Activity:
Give back each line of the listing below that contains the string "shirt".

Exercise materials:
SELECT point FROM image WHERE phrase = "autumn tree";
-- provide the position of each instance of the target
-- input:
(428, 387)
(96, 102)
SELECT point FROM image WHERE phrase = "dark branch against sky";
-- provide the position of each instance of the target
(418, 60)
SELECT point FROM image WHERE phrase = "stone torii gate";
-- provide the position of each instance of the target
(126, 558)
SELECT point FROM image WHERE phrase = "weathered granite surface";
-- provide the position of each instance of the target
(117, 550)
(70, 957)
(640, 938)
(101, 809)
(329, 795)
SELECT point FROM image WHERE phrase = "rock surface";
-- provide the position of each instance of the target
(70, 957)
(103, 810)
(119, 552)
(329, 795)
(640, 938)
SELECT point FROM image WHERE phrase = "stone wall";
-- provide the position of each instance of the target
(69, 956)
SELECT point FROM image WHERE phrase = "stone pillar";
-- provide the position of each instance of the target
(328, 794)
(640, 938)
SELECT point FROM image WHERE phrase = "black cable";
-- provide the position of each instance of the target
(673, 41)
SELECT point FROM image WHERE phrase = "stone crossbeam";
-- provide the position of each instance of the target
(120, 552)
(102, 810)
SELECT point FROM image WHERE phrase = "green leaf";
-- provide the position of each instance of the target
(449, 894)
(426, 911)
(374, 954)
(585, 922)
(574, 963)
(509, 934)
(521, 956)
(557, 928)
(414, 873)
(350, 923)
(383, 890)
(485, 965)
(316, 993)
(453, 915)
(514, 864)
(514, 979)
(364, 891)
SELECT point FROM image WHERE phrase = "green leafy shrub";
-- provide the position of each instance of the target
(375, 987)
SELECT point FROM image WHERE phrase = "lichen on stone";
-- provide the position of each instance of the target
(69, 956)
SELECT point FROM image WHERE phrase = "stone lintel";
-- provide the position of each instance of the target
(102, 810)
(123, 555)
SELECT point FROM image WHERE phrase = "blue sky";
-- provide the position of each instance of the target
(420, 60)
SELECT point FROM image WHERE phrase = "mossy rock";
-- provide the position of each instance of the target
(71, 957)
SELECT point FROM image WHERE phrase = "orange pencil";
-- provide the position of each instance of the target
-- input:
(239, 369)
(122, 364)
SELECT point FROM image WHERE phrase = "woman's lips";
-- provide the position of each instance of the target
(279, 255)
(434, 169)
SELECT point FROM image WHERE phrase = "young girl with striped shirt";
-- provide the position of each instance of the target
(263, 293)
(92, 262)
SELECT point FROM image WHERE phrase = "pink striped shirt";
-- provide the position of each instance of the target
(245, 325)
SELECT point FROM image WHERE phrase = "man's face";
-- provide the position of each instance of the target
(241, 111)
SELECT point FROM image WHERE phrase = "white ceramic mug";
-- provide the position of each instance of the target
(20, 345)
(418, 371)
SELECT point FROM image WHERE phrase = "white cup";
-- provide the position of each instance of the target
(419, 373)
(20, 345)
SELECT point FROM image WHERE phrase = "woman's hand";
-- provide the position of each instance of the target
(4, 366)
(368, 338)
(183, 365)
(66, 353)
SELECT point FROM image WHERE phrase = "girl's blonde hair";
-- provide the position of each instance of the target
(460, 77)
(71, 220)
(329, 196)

---

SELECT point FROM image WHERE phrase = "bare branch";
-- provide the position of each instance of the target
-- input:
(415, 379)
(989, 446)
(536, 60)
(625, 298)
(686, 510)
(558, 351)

---

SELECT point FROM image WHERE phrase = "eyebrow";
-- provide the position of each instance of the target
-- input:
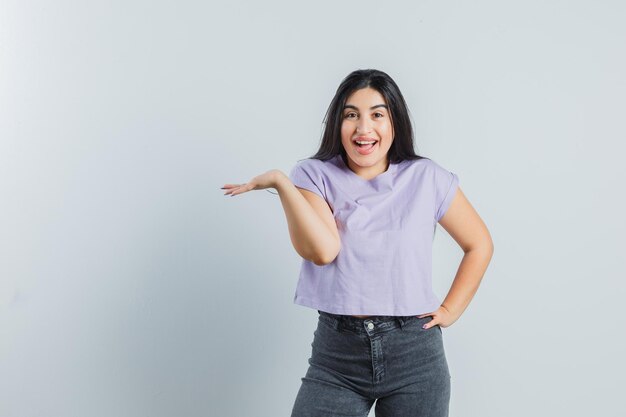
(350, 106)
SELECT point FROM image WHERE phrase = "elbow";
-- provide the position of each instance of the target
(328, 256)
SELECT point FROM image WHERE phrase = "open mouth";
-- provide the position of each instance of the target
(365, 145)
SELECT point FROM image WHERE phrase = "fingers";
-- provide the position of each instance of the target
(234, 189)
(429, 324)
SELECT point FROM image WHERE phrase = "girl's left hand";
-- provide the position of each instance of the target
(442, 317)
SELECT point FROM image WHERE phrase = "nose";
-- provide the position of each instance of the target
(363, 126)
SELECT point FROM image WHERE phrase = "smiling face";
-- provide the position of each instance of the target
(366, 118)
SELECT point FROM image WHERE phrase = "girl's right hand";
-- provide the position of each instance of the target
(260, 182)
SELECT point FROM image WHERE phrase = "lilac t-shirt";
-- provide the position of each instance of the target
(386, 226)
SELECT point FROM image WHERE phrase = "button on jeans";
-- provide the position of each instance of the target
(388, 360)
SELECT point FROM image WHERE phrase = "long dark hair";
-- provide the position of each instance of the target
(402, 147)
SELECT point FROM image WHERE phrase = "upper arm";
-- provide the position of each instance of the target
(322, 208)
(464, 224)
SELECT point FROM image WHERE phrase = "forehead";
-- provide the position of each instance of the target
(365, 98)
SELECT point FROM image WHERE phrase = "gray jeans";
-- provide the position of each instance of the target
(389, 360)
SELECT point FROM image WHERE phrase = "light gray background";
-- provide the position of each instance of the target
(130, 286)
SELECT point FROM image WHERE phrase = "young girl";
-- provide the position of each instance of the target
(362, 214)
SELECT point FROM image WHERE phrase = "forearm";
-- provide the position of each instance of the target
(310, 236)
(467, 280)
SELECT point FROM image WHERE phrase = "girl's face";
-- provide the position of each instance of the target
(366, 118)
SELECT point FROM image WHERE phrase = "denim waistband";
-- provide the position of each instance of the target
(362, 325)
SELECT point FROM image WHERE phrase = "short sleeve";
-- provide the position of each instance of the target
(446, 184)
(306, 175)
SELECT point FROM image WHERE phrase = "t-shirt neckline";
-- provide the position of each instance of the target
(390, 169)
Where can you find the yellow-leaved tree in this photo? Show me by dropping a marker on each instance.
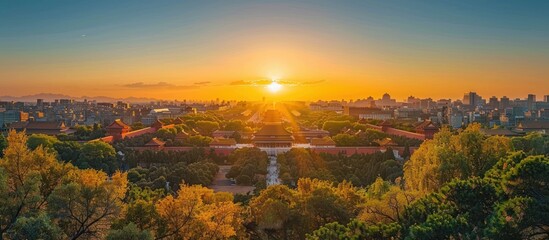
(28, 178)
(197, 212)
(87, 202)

Finished task:
SELECT point FROM image WHERE phrase = "young girl with striped shirt";
SELECT point FROM image WHERE phrase = "pink striped shirt";
SELECT point FROM image WHERE phrase = "lilac t-shirt";
SELECT point FROM image WHERE phrase = "t-shirt neckline";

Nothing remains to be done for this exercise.